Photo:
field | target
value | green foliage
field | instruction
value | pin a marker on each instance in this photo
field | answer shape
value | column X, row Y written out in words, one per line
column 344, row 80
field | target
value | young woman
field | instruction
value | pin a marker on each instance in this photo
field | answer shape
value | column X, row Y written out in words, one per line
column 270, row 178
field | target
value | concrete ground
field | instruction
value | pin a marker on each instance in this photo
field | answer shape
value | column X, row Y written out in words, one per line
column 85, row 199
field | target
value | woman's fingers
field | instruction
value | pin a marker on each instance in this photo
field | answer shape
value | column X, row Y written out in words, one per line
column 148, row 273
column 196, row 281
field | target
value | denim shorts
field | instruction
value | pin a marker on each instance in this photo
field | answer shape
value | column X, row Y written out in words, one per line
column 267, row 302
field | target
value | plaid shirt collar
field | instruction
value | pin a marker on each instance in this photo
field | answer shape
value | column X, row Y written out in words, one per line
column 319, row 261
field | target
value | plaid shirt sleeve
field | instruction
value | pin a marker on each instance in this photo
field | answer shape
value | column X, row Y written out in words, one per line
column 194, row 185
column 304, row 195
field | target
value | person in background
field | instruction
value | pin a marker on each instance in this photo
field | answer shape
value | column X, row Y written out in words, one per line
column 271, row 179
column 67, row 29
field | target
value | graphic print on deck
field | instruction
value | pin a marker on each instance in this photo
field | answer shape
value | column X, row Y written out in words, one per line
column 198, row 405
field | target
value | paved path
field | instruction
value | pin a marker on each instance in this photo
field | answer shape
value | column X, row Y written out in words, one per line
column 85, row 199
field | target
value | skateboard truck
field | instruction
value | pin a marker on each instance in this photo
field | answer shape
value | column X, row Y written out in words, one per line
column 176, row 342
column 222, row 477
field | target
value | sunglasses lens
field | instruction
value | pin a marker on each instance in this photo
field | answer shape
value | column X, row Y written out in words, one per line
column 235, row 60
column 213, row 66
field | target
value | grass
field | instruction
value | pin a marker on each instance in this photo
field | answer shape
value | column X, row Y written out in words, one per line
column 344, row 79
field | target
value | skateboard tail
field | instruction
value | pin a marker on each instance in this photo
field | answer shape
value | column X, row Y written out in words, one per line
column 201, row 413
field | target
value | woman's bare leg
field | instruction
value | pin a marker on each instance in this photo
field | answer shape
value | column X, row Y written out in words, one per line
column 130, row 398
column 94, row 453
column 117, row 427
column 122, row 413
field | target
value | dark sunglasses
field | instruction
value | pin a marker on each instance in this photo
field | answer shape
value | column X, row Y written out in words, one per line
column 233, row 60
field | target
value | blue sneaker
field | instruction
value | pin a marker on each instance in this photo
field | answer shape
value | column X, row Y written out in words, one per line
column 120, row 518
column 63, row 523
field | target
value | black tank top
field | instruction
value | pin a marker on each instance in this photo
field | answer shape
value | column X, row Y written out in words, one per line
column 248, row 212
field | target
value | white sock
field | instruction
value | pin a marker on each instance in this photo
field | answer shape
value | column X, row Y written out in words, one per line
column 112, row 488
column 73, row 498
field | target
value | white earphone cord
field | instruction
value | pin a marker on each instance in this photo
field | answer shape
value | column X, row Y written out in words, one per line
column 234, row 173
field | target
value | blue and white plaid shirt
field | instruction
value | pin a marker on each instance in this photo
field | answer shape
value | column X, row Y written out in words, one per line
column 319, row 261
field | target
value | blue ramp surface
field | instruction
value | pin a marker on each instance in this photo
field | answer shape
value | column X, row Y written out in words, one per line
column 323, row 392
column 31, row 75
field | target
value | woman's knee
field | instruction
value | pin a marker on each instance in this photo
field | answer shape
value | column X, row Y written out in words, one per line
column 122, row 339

_ _ _ _

Task instructions
Word for word, give back all the lines above.

Answer to the problem
Photo:
field | target
value | green foliage
field | instruction
value | pin a marker on each instance in this photo
field | answer shape
value | column X, row Y written out in words, one per line
column 344, row 80
field | target
value | young woman
field | instruction
value | pin a marker on each instance in this photo
field | answer shape
value | column X, row Y written out in words, one per line
column 270, row 178
field | target
value | concrete ground
field | instruction
value | pin a marker on each instance in this photo
field | answer shape
value | column X, row Y written out in words, one per line
column 85, row 199
field | target
value | woman's fingers
field | instruction
value | pin a marker on each instance in this photo
field | answer shape
value | column X, row Y written out in words, one per line
column 148, row 273
column 196, row 281
field | target
value | denim shorts
field | instruction
value | pin a marker on each instance in this photo
field | answer shape
value | column X, row Y written out in words, one per line
column 267, row 302
field | target
value | plaid shirt collar
field | instruction
value | pin a marker on each instance in this photo
field | answer shape
value | column X, row Y written out in words, one per line
column 319, row 261
field | target
value | plaid shirt sleeve
field | instruction
value | pin a marker on each instance in this photo
field | answer shape
value | column X, row Y written out in words, one per line
column 194, row 185
column 304, row 195
field | target
value | person in background
field | instruction
value | pin a marker on each instance in this photo
field | answer shape
value | column X, row Y written out in words, one per line
column 271, row 179
column 67, row 29
field | target
value | graphic print on deck
field | instruction
value | pin a marker on each instance in this photo
field | answer shape
value | column X, row Y written out in words, one per line
column 198, row 405
field | target
value | paved path
field | instruction
value | pin a marker on each instance in this photo
field | answer shape
value | column X, row Y written out in words, one per line
column 85, row 199
field | target
value | skateboard truck
field | instruction
value | pin a marker on each instance in this photo
field | answer shape
value | column X, row Y written out in words, one per line
column 176, row 342
column 222, row 477
field | target
value | sunglasses lens
field | instruction
value | pin a marker on each instance in this photo
field | answer shape
value | column X, row Y written out in words, one per line
column 235, row 60
column 213, row 66
field | target
value | grass
field | instruction
value | pin a marker on each instance in this photo
field | answer shape
value | column X, row Y written out in words, one per line
column 344, row 79
field | target
value | skateboard tail
field | instruction
value | pin a marker on each instance in this photo
field | answer shape
value | column X, row Y written out in words, one per line
column 201, row 413
field | target
value | woman's bare leg
field | instruction
value | pin a marker on each instance in this photo
field | answer shape
value | column X, row Y written out in words, one per line
column 130, row 398
column 94, row 453
column 117, row 427
column 122, row 413
field | target
value | dark sunglasses
field | instruction
value | pin a marker on each instance in this photo
field | answer shape
value | column X, row Y written out in words, one per line
column 233, row 60
field | target
value | blue sneaker
field | instruction
value | pin a marker on each instance in this photo
field | answer shape
value | column X, row Y written out in words, one per line
column 120, row 518
column 63, row 523
field | target
value | black tank top
field | instruction
value | pin a marker on each instance in this photo
field | answer shape
value | column X, row Y written out in words, one per line
column 248, row 212
field | target
value | white sock
field | instruction
value | pin a marker on each instance in this photo
field | answer shape
value | column X, row Y written out in words, one per line
column 112, row 488
column 73, row 498
field | target
value | white earphone cord
field | instruction
value | pin a marker on each instance in this photo
field | answer shape
value | column X, row Y written out in words, one per line
column 234, row 173
field | target
value | blue and white plaid shirt
field | instruction
value | pin a marker on each instance in this photo
field | answer shape
value | column X, row Y written out in words, one per line
column 319, row 261
field | target
value | blue ramp surface
field | instruction
value | pin a marker on each instance in this photo
field | answer shape
value | column X, row Y written out in words, one per line
column 323, row 392
column 31, row 75
field | target
value | woman's knee
field | instruction
value | pin a marker on each instance in this photo
field | answer shape
value | column X, row Y written out in words, one per line
column 122, row 339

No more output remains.